Consignes de l'exercice ::
D'après le récit, répondez brièvement :
(a) Qui est entré pour voir ce qui se passait ?
(b) Combien de personnes se trouvaient dans la camionnette ?
(c) À quelle heure partait le prochain train pour Bordeaux ?

Texte du document ::
Camey est entrée pour voir ce qui se passait. En attendant M. Darroze, j’ai remercié notre Père céleste en silence. Nous ne passerions peut-être pas la nuit à Bordeaux mais comme c’était gentil de sa part de nous avoir conduits jusqu’à un hôtel propre ! J’ai frissonné à l’idée que nous avions failli passer la nuit dans la camionnette, dans une région isolée de France. J’ai vu un restaurant dans la pièce à côté et j’ai été surpris de constater qu’il était ouvert la veille de Noël. Nous pourrions manger un bon repas, prendre une douche chaude et avoir une bonne nuit de sommeil.
M. Darroze est arrivé dans les vêtements traditionnels des chefs cuisiniers français, son tablier croisé boutonné jusqu’au menton. Il était le propriétaire de cet hôtel et un homme important dans la commune. Ses yeux chaleureux et son sourire avenant témoignaient également que c’était un homme bien.
Je lui ai parlé de notre problème, du fait que nous étions dix dans la camionnette et de Bordeaux, notre destination. Comme il avait remarqué mon accent, j’ai ajouté que nous étions américains et je lui ai expliqué en une phrase pourquoi nous étions en France.
Il a tout de suite cherché des solutions pour nous aider. À une quinzaine de kilomètres se trouvait une ville de taille moyenne où des trains passaient régulièrement. Il a téléphoné pour connaître l’horaire du prochain train pour Bordeaux mais ce dernier ne partait pas avant 10 h 15 le lendemain matin. Toutes les agences de location de voiture de cette plus grande ville étaient fermées.

Entrées fournies ::
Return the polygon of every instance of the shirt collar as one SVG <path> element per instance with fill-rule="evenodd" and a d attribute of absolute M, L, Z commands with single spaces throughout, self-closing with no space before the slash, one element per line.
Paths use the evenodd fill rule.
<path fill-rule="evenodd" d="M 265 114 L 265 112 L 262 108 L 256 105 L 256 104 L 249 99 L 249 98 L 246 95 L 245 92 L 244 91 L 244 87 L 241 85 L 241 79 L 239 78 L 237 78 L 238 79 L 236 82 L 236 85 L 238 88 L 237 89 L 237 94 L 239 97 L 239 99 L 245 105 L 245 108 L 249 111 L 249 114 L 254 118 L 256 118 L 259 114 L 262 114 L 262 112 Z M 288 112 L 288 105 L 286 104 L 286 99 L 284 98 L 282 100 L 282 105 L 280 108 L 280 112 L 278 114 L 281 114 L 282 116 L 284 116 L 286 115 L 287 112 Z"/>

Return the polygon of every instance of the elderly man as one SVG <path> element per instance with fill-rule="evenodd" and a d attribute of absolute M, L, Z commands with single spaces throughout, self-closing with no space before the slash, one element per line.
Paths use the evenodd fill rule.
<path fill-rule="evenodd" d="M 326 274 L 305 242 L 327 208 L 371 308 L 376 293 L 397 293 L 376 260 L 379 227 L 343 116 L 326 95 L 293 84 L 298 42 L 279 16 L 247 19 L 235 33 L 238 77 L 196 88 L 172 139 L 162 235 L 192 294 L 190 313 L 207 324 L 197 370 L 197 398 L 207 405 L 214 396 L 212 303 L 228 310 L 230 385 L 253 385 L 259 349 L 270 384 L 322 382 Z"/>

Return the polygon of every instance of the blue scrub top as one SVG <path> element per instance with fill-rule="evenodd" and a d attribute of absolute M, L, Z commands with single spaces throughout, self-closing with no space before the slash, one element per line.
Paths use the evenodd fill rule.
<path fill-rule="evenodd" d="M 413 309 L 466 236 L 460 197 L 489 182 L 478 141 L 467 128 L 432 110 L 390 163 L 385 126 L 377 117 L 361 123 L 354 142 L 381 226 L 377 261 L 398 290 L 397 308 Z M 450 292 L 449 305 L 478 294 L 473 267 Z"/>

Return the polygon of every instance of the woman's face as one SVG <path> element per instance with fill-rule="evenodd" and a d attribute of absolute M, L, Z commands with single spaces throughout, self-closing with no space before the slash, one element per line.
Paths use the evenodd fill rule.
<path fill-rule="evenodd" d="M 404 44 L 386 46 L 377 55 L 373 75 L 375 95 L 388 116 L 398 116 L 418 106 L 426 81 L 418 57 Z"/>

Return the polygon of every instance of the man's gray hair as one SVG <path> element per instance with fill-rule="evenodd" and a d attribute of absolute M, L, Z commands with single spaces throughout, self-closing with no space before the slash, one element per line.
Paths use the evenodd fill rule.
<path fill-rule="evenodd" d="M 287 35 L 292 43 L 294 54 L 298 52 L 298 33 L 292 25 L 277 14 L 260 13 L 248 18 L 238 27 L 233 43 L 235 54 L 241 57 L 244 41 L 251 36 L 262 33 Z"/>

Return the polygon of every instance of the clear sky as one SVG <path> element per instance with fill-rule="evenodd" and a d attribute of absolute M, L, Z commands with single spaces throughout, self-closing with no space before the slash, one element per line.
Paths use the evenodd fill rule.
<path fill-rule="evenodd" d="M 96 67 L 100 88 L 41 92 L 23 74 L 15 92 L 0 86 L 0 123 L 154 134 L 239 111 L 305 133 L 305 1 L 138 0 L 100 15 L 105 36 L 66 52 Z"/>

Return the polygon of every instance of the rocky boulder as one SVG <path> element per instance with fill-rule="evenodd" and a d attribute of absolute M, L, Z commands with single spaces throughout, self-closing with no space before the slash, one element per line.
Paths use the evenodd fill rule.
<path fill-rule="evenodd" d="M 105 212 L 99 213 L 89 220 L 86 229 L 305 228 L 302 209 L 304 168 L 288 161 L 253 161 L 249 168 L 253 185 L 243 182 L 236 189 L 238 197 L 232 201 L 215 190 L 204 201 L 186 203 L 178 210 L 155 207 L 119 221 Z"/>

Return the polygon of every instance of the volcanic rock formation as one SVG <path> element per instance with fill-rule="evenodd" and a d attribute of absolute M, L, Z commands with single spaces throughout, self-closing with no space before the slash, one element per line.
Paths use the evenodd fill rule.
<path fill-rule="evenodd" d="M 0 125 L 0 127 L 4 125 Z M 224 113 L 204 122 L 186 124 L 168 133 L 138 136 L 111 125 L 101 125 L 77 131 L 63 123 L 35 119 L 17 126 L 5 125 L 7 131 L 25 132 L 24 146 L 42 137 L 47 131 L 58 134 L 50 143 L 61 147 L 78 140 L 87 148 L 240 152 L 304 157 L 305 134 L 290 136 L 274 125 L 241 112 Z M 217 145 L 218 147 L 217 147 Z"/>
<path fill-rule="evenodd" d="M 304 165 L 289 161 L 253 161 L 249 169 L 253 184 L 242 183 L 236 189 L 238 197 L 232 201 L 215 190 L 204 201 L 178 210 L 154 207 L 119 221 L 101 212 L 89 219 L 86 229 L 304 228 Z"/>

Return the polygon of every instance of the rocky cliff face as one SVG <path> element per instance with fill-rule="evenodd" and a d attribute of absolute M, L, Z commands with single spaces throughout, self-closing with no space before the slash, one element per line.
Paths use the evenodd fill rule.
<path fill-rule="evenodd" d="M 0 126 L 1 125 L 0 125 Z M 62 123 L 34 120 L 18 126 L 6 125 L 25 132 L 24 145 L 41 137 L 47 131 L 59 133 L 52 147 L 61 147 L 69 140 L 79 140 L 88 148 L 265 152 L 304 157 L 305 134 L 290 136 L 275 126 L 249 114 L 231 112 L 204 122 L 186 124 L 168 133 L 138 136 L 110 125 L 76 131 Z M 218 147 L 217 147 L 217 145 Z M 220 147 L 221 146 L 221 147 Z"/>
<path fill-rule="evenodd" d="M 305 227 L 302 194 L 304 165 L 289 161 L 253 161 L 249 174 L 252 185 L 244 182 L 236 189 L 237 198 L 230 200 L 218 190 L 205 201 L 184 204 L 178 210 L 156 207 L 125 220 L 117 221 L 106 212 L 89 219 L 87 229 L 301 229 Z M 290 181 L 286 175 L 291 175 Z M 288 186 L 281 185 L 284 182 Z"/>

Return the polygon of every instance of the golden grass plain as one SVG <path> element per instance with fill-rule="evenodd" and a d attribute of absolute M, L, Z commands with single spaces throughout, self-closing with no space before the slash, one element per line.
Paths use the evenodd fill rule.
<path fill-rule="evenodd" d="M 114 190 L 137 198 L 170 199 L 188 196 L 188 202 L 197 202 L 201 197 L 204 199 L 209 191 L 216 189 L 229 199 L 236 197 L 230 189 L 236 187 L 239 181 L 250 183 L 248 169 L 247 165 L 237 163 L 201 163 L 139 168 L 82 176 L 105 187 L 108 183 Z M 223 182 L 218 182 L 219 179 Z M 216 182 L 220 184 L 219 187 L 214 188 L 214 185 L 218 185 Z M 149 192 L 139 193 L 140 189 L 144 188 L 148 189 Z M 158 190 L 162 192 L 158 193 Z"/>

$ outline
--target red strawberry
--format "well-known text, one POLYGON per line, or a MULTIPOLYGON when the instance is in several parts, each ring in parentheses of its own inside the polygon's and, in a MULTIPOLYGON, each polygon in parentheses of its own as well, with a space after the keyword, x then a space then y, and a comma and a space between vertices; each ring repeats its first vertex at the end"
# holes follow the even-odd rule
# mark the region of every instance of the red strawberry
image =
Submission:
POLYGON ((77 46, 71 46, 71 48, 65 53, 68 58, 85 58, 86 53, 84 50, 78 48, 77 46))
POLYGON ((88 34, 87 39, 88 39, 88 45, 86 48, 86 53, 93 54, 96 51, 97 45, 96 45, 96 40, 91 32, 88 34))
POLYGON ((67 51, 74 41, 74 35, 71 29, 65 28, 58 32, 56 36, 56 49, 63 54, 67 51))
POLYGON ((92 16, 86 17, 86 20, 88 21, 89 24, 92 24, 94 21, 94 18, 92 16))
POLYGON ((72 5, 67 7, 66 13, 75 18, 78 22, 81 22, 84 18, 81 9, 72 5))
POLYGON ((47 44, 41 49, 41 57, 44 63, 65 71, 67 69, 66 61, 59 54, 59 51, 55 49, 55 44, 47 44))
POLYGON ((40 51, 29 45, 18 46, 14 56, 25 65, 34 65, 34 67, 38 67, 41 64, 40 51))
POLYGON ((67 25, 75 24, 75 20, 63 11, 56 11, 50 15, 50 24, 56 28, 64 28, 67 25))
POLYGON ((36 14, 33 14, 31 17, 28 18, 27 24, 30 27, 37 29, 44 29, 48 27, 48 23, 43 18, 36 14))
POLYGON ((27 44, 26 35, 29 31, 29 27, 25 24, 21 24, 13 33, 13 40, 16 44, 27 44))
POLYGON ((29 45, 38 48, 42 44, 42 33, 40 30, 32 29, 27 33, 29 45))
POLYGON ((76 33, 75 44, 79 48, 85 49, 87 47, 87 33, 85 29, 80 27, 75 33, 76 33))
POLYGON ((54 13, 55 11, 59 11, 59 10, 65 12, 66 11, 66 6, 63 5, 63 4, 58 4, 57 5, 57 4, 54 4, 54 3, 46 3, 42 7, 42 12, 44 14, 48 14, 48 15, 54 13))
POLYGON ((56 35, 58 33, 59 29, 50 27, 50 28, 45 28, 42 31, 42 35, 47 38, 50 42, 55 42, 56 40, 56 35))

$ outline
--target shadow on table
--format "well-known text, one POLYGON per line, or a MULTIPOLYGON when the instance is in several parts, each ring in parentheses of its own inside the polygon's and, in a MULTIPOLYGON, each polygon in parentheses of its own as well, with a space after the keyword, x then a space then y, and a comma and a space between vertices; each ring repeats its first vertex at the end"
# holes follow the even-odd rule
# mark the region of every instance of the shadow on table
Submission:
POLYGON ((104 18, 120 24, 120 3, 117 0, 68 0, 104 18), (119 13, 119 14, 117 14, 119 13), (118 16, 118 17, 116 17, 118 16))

Votre réponse ::
(a) Camey.
(b) Dix.
(c) À 10 h 15 le lendemain matin.